[Items from a dataset]
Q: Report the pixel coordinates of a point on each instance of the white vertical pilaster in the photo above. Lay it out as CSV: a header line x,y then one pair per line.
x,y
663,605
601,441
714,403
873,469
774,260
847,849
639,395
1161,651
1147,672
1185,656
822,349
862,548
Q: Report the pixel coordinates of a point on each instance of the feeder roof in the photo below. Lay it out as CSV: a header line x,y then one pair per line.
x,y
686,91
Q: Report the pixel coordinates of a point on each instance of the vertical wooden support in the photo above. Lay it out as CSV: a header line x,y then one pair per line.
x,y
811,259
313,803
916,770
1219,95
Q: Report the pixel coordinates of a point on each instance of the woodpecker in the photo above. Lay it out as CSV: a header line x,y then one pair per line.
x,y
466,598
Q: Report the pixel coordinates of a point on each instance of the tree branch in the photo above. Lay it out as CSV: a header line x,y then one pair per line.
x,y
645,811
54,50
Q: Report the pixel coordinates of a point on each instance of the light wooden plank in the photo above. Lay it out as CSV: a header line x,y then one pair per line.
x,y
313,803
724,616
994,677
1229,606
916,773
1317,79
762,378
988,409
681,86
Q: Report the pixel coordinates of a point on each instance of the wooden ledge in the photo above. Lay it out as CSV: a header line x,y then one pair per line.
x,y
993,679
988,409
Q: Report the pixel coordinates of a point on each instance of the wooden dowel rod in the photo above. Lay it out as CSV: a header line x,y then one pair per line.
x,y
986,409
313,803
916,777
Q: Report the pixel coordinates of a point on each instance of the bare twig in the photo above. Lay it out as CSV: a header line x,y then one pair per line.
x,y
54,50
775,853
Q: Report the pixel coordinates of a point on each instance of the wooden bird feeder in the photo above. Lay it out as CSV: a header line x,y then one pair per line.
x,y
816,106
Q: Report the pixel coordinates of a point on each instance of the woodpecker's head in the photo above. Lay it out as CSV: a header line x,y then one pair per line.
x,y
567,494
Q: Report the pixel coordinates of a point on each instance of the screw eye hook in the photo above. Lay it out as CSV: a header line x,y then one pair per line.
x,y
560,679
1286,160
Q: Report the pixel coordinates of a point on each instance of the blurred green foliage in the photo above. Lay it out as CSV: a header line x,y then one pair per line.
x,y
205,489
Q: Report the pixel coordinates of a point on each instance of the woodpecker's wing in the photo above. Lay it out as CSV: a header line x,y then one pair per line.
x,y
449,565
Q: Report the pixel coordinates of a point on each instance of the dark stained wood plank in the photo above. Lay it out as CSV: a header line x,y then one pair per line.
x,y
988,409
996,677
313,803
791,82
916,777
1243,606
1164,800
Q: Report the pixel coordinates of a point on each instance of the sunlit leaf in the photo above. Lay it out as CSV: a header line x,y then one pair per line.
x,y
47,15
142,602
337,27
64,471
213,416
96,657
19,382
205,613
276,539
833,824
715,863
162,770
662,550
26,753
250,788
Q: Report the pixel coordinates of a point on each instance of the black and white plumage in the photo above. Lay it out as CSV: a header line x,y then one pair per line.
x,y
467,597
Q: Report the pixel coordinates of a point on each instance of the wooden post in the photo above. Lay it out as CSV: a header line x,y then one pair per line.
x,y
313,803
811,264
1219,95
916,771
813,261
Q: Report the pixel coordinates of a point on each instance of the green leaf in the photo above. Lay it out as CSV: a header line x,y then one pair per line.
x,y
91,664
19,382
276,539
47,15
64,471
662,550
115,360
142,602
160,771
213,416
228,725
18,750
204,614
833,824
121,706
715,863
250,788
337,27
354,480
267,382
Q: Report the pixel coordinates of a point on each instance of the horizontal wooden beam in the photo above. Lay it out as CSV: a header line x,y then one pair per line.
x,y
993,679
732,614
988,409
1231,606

## Your task
Repeat exactly, and only, the lines from the line containing "the woodpecker's wing" through the last line of the records above, both included.

## Task response
Q: Report the pixel coordinates of a point on each instance of the woodpecker's wing in the photo above. Lay it out as CSV: a header line x,y then one pair per line.
x,y
449,565
Q: Report the pixel coordinates of a point on each instance of the dark stained wood plank in the photo above. Lay it out as CSV: a header line x,y then one pair per line.
x,y
988,409
996,677
313,803
791,82
916,777
1243,606
1164,800
Q: Report the pixel coordinates of a point on each instance of the sunlit leaf in the photo above. Lay it out as CSV: a header line x,y then one pair per line.
x,y
47,15
142,602
337,27
64,471
213,416
96,657
19,382
205,613
276,539
833,824
715,863
162,770
662,550
26,753
250,788
Q: Report the pixel coordinates of a point on each instance of the black and white plumage in the photo above. Lay it out as CSV: a header line x,y then one pair per line.
x,y
467,597
Q: Report the pixel coordinates of a point on each instance of the wooden post in the photo above. Lay it out as CSV: a header line x,y then one pair per line.
x,y
313,803
811,264
1219,95
916,771
813,261
Q: Report the pixel coordinates of a point on each instance of the green leaf in the photo above. Lay it out as CSV: a header line x,y then one pair per line.
x,y
91,664
19,382
276,539
47,15
64,471
662,550
115,360
142,602
160,771
213,416
228,725
18,750
204,614
833,824
121,706
715,863
250,788
337,27
354,480
267,382
Q: Report the pixel coordinates of a point on each instance of the horizontal wooden beam in the photo above. Lay it out as CSV: a header line x,y then one pair per line.
x,y
993,679
732,614
988,409
1231,606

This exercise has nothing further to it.